◆ WHAT YOU HAVE TO DO:
Set the data down again, word for word, as it appears below.

◆ SUPPLIED RECORDS:
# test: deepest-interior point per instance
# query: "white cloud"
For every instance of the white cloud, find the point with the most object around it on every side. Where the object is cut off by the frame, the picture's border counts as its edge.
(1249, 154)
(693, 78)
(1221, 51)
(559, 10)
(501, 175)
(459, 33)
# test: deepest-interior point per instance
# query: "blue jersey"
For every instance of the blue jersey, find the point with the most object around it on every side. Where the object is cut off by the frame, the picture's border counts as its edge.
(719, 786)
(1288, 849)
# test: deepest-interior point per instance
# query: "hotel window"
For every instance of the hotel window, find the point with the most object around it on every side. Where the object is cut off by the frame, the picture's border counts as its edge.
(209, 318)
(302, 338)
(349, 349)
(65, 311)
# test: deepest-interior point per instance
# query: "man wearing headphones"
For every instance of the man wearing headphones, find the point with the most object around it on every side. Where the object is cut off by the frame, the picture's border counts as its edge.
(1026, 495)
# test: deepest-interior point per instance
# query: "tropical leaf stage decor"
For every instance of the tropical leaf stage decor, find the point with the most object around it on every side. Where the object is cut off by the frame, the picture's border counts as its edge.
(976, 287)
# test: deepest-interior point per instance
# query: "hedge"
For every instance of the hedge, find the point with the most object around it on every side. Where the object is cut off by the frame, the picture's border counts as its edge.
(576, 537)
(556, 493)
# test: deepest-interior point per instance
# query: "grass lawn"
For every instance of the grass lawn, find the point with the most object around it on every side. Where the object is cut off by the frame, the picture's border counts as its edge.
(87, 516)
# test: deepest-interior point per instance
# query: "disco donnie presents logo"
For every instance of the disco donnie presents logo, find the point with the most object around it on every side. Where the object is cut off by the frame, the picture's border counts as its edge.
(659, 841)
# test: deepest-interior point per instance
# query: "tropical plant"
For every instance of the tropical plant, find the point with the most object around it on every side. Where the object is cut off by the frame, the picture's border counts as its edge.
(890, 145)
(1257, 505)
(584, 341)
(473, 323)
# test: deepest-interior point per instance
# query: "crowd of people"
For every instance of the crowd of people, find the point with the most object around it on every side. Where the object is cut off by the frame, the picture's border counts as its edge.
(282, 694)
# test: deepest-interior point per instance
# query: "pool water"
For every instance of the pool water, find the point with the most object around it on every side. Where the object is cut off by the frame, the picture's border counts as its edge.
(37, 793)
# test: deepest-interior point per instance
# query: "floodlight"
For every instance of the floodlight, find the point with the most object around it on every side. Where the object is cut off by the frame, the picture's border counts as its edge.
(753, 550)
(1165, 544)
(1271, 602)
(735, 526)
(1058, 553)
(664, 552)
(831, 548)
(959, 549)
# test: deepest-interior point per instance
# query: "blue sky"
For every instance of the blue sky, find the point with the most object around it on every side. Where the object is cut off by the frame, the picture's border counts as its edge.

◆ RESULT FOR THIS EXERCISE:
# test: deepest-interior point per instance
# query: "white cloud"
For every instance of the white cloud, find the point with the most object around it on every side. Where the object is cut off by the frame, the picture's border counts as its edge.
(1249, 154)
(693, 78)
(1221, 51)
(559, 10)
(501, 175)
(459, 33)
# test: deepest-interior point per instance
# query: "blue jersey"
For every instance of the blue jersey, find the point with the most object around it on every side. Where the object is cut off by the frame, the picture's border counts as its edge.
(719, 786)
(1288, 849)
# test: deepest-interior point per instance
# query: "hotel window"
For every instance of the hotel window, find the point with the most object around it on every side. Where the object is cut off by the frame, the picture's border counts as its edge.
(209, 318)
(302, 338)
(349, 349)
(65, 311)
# test: deepest-interior point per instance
# query: "man wearing headphones"
For every instance of the man wearing headphones, find the point with the most object around it on every side. Where the object is cut off by the frame, the picture's border counts as its edge.
(1026, 495)
# test: deepest-interior point per instance
# query: "tropical leaf stage decor"
For every instance of the tropical leaf stage decor, find the point with the most object around it on every side. Where the object is cut off by the frame, the picture's border counts as its edge.
(976, 287)
# test: deepest-interior point per instance
# query: "hedge"
For every instance of the hedge, find the point with the most object around it on every side. Where the object is cut off by the frame, the picture's border counts as its edge.
(576, 537)
(556, 493)
# test: deepest-interior point per instance
# query: "grass lawn"
For every instance of the grass lawn, find the point with the most object around it on every side. Where the object is cut off by the frame, the picture's border counts as its edge.
(87, 516)
# test: deepest-interior point per instance
# query: "disco donnie presents logo"
For every instance of the disco donnie presents logo, find the point with the most object around it on every side. Where the object is cut off by the frame, the picture's border counts as its edge.
(659, 841)
# test: deepest-interior point per instance
# query: "tropical plant"
For every instance of the tropical plant, find the point with the most object around it on every side. Where the object is cut off by the frame, the picture's border counts as its edge.
(890, 145)
(1257, 505)
(584, 341)
(473, 323)
# test: deepest-interior point per instance
# query: "crowd of people"
For every instance of the crowd of people, find the point with the most object around it on every side. Where the object is cut off by the frame, the picture's border counts as its edge.
(282, 694)
# test: deepest-interior point per instance
# query: "pool water"
For every instance of the pool water, find the point with the most object around it on every side. Where the object is cut off by the frame, the picture's border counts as its edge.
(37, 793)
# test: deepest-interior point per instance
# query: "floodlight"
For every instance of the floodlight, find the point with the most object around it on every side. Where the object is cut off by the frame, the picture's border counts as its edge.
(753, 550)
(1165, 544)
(1271, 602)
(735, 526)
(1058, 553)
(664, 552)
(831, 548)
(959, 549)
# test: deepest-interior point per instance
# query: "blue sky"
For every instance of the blue sky, find the point with the most object around it on every side. Where the object is cut off by the frame, the picture's border counts as its edge.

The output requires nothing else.